=== MATERIAL PROVIDED ===

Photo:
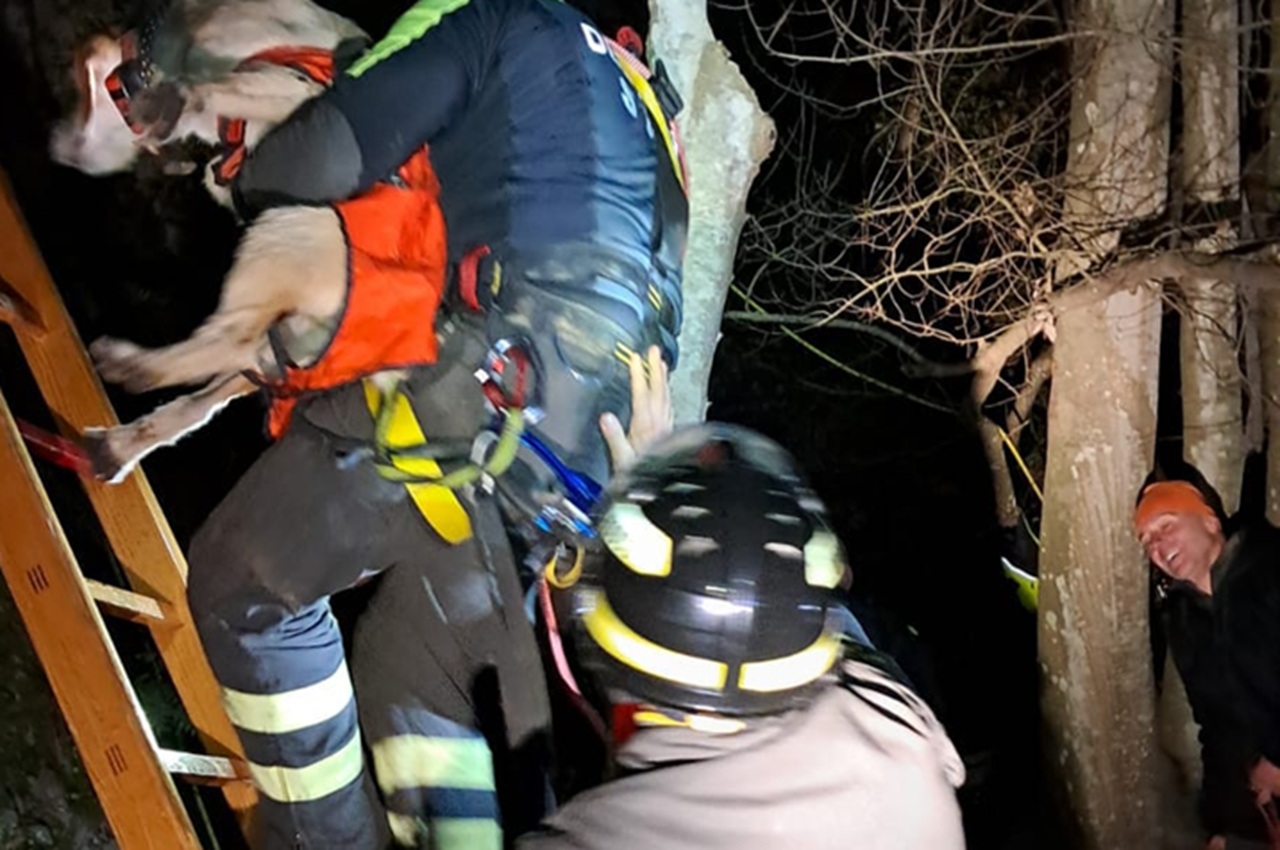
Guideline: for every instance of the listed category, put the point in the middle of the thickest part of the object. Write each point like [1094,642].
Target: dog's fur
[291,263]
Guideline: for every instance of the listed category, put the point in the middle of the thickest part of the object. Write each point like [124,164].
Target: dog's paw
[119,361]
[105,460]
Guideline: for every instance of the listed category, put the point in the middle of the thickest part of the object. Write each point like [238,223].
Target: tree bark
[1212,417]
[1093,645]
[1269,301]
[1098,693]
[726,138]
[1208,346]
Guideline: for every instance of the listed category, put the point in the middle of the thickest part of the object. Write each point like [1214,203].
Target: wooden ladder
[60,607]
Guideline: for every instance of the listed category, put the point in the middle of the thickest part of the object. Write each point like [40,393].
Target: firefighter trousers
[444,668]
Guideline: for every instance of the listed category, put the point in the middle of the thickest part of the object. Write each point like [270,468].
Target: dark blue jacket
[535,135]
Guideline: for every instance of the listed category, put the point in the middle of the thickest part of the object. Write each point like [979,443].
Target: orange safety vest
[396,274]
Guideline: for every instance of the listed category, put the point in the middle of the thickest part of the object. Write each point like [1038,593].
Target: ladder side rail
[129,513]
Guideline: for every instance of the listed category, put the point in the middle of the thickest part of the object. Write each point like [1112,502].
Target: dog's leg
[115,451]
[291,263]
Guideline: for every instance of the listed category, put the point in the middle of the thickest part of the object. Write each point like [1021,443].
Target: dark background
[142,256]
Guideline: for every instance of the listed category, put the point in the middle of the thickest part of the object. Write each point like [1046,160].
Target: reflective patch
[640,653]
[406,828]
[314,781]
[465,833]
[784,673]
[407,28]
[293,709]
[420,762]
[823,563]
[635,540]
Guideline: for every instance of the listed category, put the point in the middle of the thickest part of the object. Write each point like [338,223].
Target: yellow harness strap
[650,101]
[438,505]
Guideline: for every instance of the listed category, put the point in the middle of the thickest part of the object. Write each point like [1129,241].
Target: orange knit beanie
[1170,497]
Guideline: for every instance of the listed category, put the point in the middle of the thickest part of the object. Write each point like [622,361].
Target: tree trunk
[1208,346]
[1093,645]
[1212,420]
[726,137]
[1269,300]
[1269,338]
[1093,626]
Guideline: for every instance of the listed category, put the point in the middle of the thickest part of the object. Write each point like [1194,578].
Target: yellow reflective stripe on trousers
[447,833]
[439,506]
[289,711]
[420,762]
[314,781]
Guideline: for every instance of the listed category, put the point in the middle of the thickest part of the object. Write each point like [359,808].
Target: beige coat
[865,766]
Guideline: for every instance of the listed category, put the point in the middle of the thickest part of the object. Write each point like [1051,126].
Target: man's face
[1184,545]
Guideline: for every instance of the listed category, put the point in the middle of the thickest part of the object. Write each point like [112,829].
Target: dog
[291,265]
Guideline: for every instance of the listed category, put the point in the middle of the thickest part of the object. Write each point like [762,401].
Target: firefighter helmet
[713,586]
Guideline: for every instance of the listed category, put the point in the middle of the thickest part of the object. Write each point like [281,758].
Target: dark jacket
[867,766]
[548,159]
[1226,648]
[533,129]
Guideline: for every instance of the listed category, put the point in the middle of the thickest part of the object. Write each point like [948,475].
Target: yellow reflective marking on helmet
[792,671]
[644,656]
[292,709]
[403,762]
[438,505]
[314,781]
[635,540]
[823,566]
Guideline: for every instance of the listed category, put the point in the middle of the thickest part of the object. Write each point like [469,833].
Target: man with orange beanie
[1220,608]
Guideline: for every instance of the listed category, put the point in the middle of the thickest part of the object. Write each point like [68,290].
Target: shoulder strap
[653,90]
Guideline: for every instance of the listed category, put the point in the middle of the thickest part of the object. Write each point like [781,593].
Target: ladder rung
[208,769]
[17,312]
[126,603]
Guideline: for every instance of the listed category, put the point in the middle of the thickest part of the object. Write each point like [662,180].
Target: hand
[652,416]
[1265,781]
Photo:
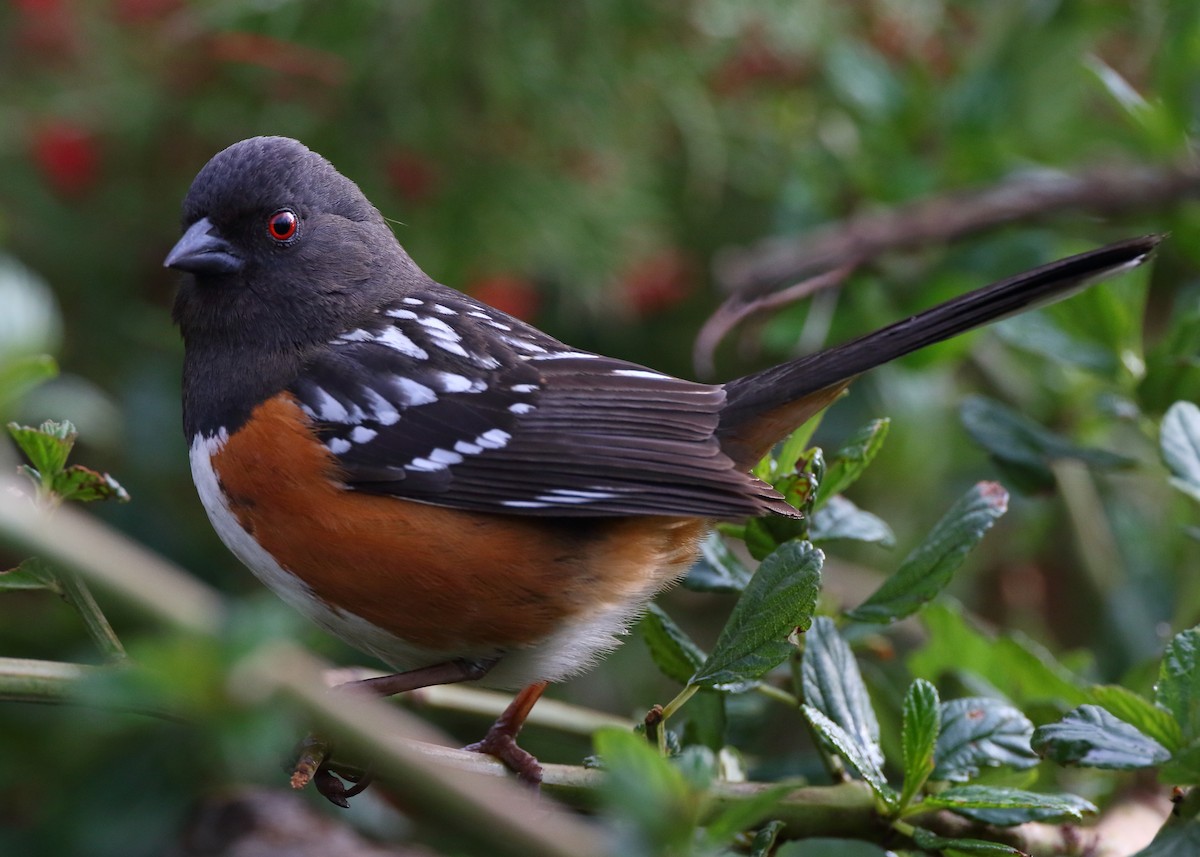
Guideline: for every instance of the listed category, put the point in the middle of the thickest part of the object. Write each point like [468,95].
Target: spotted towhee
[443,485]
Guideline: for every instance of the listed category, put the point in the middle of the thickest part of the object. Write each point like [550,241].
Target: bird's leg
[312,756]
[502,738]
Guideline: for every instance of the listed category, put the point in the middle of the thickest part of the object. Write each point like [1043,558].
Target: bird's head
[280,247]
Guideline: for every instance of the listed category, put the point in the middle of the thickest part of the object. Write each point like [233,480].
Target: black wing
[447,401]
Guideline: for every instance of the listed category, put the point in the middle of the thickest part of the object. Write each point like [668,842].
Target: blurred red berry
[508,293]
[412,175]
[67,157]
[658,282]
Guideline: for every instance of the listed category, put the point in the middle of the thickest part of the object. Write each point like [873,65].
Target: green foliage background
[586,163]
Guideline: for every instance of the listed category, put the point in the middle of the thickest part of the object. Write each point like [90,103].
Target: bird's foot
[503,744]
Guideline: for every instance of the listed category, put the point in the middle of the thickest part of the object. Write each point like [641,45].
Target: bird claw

===

[WHAT TO DO]: Return the material exactly as given, apart from the pictures.

[RESPONSE TO THIS EXERCISE]:
Photo:
Guideline: for every instance of the listed category, put the point in the middle of the thickest part of the object. Write each point like [1094,642].
Target: dog's fur
[291,263]
Guideline: for every instance of the listed category, put the point in the middle of the thickest part of the object. Write each point like [124,164].
Target: dog's paw
[119,361]
[105,460]
Guideline: for every instance of the listed category, put the point in the middle of the thickest part of the object. Write each point like [238,223].
Target: tree bark
[1212,417]
[1093,645]
[1269,301]
[1098,693]
[726,138]
[1208,346]
Guideline: for every instance of the listed category, put the point in the middle of the thickest part of the object. Write each point like [1214,203].
Target: wooden ladder
[60,607]
Guideline: for every instance of the listed category, put the point in the middle of the thickest part of the object. Write each point like [40,393].
Target: firefighter trousers
[444,668]
Guideline: for every instance of the listed category, put the point in the middle of the thickest part of the object. Write each point like [270,468].
Target: dark blue jacket
[535,135]
Guideline: for every instance of the listed category, put the point in the middle of the thickest part of the object. Write each point like [979,443].
Target: orange safety vest
[396,274]
Guideline: for every instance of the listed category, put the point in the middle of the thickest part of the object. Write each point like [1038,593].
Target: ladder side rail
[129,513]
Guideline: for every instance of the listed category, put the point in the middle of the thickest part of the object. Write each point like [1112,502].
Target: dog's leg
[115,451]
[291,263]
Guideline: for every instance of the listed category, put the point in the middle of the thickest part of the object. Write each point like [1021,443].
Target: dark background
[142,256]
Guideline: for every instance of the listed category, put the point in the middle of the thickest part of the object. Write each point like [1046,160].
Target: reflective patch
[640,653]
[406,828]
[314,781]
[465,833]
[784,673]
[407,28]
[293,709]
[420,762]
[823,563]
[635,540]
Guideline: for every instance of the listed category, put the point in the middle of the thickest part of the object. Write each point like [338,223].
Target: yellow harness strap
[650,101]
[438,505]
Guideline: for every instance of the listed category, put the point in the middle of the thickest part of the object. Write each point like [1129,241].
Target: orange knit beanie
[1170,497]
Guideline: for every instance of the listed category, put the point in the middle of the thickest part of the object. Write each point like [622,361].
Target: tree trunk
[1208,346]
[1093,645]
[1212,420]
[726,137]
[1269,300]
[1269,338]
[1093,626]
Guideline: for every instance of the listed category, put the point in the middle of the thickest part of the object. Write each point like [1194,578].
Target: yellow reflective stripe on trousers
[447,833]
[439,506]
[289,711]
[420,762]
[314,781]
Guideline: for every instance of the listed category, put the point in the middle of the thickest part of the object. Write each point like [359,808].
Target: beige coat
[865,766]
Guideline: for every instance of the listed category, put the point in the middle of the thickest part of the object. Write each point like [1051,126].
Target: man's face
[1184,545]
Guideline: for every instance of the listed category, put the point in the middle of the thickest part of the object. Write each point like [112,829].
Target: dog
[291,265]
Guideline: for every instance of the listed category, put the point in the middle of the thickest part of the object. Write each point like [762,401].
Target: firefighter helmet
[713,586]
Guideline: for every instance of the listed category, put the point in the middle of the thickest part of the object. Write each point like [281,758].
Target: dark jacket
[867,766]
[548,159]
[1226,648]
[533,129]
Guideline: for every instance of the listed category, put the point in the middle of the thickest part of the object. Write each point like [948,475].
Target: yellow reflective marking on helmet
[792,671]
[644,656]
[292,709]
[403,762]
[438,505]
[314,781]
[635,540]
[823,566]
Guideline: for every instance of the listed category, put the point in the middle of the thickest part of the object. Write each point like [469,833].
Target: man with orange beanie
[1220,608]
Guideline: for every instance of the listed category, put the point in the middle of the thickest part of the object. Write each point like [68,290].
Target: shoulder strap
[653,90]
Guideline: for every instance of the listed category, put the point in the middle of the thickest part of the object. Write each point like [781,593].
Target: ladder rung
[208,769]
[17,312]
[126,603]
Guideline: for every instance of the listed category, put the point in the middle of the thickest part of the object. Write each point like [662,180].
Target: hand
[652,416]
[1265,781]
Photo:
Guideline: for every instance of the listed category, put the point in the middle of the thickest part of the object. Write each point like [468,95].
Target: spotted towhee
[443,485]
Guideline: for every instance of the listed category, put the point in the middle of the thickest part of the object. Write each point like [550,241].
Target: bird's leg
[312,756]
[502,738]
Guideline: for every instance of the listed category, put the point in the middle of the thickest part of the object. Write each point like [1043,558].
Target: bird's head
[280,247]
Guideline: for every instance of the listed category, put the point in the middle of the thickest part of the object. Write each point like [233,480].
Target: black wing
[447,401]
Guideline: for every instance of the listed category, put the point in the middle of the thickest part of the object. Write each point like [668,842].
Target: blurred red berry
[508,293]
[412,175]
[67,157]
[658,282]
Guideline: for every instance of the listed category, put the point in the middle of the thickest part of the object. Write each point like [873,65].
Target: green foliage background
[586,163]
Guideline: for every instance of the listed category, put the point in the middle of the thickest part of the object. Write each point like [90,103].
Target: bird's foot
[503,744]
Guideline: for every instance of the listed category, put the point in the middle of the thickest part of the object. Write each point like [641,45].
Target: bird claw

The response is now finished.